## BEGIN Record set

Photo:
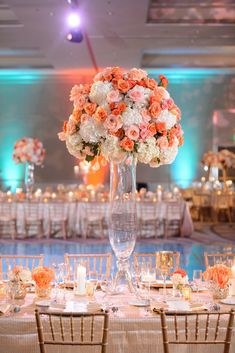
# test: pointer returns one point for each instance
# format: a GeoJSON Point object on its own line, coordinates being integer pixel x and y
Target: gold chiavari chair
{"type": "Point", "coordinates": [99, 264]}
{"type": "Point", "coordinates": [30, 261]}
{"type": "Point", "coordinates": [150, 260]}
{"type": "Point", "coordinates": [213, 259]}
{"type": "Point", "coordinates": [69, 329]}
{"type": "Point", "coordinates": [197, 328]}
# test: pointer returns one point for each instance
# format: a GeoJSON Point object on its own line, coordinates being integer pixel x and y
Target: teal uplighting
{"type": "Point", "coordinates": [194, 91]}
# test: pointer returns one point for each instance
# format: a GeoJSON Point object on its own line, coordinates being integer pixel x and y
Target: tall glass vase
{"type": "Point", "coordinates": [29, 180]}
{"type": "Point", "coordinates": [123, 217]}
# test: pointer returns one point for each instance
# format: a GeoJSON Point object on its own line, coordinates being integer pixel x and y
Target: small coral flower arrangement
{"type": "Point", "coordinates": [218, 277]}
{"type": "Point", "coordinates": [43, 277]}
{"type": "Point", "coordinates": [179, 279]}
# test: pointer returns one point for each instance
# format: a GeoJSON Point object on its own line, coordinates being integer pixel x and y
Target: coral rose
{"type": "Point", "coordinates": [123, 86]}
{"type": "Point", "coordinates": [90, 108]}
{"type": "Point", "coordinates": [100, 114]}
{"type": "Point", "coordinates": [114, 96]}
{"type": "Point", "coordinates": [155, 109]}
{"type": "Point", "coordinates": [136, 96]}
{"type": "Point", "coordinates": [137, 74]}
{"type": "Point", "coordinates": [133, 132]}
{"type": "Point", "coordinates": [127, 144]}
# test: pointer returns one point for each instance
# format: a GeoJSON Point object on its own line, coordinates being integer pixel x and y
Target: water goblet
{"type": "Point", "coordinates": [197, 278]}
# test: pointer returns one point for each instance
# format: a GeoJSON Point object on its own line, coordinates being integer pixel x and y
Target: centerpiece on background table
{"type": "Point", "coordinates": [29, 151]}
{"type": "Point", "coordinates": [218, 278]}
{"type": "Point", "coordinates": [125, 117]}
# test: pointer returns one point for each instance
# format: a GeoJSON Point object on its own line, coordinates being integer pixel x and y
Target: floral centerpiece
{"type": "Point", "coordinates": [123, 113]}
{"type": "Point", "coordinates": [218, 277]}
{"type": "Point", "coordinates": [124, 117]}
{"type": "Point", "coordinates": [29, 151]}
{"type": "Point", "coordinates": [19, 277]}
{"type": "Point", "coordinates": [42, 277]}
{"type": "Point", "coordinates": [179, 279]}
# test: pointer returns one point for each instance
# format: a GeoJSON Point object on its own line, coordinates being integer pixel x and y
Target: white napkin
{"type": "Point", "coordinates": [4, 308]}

## END Record set
## BEGIN Record set

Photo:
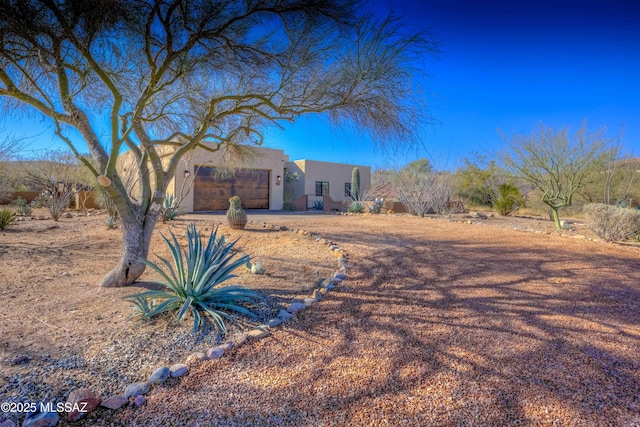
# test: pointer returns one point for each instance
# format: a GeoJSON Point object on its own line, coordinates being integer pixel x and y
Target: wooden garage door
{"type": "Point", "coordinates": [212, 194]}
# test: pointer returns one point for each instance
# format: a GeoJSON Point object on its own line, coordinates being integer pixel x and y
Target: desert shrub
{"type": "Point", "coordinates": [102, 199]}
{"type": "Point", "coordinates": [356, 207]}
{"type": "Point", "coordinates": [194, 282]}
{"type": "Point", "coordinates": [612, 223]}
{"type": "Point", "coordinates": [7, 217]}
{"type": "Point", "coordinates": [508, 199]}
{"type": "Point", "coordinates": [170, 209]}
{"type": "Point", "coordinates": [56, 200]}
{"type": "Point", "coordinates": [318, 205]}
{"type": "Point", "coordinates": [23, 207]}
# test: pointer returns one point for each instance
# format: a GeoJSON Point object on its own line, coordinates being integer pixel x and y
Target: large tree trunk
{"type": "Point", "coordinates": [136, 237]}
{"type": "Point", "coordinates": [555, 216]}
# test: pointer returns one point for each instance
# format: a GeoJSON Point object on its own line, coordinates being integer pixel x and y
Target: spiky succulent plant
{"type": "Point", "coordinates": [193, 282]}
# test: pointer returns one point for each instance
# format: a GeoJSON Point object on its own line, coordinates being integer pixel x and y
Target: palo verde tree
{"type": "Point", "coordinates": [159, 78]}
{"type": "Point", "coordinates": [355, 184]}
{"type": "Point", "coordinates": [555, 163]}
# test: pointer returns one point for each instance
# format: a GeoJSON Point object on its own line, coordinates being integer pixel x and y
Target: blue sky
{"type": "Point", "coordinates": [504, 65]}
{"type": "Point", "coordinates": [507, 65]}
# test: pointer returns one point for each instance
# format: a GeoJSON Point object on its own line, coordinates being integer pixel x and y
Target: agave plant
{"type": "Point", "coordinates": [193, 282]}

## END Record set

How many lines in the items above contain the string "centerpiece", with case taken into account? Reply with the number only.

Response for this exercise ▸ 2